> Records of labeled points
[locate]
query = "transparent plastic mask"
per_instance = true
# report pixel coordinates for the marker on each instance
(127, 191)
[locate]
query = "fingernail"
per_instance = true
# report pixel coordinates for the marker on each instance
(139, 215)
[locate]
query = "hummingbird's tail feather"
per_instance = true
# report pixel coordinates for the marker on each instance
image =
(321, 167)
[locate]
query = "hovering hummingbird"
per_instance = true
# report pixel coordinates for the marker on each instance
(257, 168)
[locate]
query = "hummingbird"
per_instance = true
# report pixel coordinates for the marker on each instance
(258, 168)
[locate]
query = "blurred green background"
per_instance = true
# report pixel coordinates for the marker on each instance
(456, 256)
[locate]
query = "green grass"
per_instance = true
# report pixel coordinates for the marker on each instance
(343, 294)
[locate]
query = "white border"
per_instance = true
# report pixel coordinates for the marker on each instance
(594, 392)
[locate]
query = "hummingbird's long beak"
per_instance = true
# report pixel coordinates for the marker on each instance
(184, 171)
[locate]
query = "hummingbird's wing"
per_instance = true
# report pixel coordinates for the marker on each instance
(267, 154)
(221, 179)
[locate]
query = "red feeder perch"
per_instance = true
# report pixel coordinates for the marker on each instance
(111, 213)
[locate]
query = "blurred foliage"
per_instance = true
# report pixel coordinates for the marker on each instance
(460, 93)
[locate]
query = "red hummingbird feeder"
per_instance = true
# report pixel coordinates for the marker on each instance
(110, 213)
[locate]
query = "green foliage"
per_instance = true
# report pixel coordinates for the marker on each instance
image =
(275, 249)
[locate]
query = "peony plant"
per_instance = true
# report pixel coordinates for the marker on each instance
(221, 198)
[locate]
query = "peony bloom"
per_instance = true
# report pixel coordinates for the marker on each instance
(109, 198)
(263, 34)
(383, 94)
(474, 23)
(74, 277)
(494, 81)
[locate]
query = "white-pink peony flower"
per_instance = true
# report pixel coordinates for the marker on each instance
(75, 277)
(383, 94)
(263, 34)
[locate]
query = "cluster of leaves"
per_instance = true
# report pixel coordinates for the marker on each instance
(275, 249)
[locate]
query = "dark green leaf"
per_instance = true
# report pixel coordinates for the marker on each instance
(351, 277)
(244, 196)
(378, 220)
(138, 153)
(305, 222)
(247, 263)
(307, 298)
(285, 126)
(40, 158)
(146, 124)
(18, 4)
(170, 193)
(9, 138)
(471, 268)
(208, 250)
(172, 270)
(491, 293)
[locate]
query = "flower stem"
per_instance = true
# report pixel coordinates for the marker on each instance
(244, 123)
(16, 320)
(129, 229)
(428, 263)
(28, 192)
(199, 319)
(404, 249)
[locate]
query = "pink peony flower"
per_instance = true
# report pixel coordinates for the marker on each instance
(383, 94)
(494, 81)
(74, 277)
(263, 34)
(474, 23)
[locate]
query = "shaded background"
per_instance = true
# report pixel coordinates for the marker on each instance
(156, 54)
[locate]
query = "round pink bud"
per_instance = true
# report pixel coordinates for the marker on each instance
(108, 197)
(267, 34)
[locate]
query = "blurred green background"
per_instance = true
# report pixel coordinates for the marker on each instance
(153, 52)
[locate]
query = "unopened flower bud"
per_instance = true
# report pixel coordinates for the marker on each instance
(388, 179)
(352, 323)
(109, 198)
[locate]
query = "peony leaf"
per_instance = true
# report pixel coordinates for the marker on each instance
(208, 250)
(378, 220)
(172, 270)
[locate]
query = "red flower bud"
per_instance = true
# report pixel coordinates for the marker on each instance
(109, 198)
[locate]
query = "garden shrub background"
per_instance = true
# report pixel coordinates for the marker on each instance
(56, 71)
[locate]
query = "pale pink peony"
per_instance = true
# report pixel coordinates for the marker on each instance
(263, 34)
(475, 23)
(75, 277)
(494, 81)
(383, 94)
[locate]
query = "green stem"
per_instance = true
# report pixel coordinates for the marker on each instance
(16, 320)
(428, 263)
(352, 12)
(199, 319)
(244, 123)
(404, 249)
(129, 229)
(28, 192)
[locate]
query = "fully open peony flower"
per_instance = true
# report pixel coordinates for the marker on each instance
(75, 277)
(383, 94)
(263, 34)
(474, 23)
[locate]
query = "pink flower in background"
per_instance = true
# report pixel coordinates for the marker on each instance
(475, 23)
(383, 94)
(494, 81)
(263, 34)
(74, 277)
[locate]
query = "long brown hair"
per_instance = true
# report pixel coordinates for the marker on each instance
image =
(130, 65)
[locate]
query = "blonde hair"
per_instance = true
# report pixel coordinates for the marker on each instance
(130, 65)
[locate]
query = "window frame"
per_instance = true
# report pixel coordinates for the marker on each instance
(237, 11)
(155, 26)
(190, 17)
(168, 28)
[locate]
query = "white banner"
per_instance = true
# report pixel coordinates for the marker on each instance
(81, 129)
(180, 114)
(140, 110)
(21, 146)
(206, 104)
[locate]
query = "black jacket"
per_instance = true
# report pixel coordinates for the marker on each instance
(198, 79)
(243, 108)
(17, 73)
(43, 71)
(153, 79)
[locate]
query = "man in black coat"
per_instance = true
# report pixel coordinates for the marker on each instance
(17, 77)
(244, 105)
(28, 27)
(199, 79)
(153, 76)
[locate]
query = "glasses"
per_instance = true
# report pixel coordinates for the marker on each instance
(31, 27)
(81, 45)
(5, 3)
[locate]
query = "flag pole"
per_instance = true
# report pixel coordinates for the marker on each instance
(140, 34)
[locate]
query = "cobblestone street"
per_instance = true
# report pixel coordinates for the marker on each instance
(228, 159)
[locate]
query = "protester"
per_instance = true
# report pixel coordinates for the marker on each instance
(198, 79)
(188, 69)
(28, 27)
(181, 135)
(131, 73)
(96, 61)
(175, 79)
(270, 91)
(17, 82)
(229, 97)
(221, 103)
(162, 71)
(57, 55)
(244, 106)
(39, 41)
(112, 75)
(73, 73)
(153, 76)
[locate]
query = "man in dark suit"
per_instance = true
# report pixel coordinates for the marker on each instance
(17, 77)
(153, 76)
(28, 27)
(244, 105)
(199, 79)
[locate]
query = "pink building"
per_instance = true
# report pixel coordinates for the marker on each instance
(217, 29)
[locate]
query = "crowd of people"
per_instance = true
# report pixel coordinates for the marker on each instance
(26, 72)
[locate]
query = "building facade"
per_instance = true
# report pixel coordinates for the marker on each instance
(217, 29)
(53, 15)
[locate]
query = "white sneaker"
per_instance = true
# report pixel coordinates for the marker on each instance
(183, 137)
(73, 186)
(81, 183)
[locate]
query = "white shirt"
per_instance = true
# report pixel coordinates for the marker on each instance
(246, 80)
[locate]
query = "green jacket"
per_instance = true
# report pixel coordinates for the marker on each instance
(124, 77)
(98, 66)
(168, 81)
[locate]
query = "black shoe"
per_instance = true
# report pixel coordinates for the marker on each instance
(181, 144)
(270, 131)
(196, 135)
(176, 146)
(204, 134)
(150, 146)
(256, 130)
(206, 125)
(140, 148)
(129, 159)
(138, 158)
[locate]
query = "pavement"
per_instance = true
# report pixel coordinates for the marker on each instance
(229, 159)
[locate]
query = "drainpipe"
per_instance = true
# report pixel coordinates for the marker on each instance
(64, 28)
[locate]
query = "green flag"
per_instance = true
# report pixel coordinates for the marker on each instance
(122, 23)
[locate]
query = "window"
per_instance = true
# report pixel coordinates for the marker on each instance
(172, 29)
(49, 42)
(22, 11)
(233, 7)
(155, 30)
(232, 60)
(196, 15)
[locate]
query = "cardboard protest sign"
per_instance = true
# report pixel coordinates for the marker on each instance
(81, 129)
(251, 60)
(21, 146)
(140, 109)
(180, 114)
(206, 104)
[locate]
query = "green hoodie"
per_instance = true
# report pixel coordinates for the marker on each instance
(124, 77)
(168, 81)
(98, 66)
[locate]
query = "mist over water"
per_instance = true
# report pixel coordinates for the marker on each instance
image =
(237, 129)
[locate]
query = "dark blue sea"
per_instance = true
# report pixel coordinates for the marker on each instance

> WHAT YOU SHOULD DO
Please extract every line above that contains the string "black", matching its case exactly.

> RESULT OF THE TASK
query = "black jacket"
query = "man in black coat"
query = "black shoe"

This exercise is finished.